Can you reproduce all of the material below, line for line, without changing a word?

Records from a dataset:
-- begin --
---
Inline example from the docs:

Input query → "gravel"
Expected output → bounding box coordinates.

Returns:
-- end --
The reply
---
Inline example from the docs:

Input query → "gravel"
Expected output → bounding box coordinates.

Returns:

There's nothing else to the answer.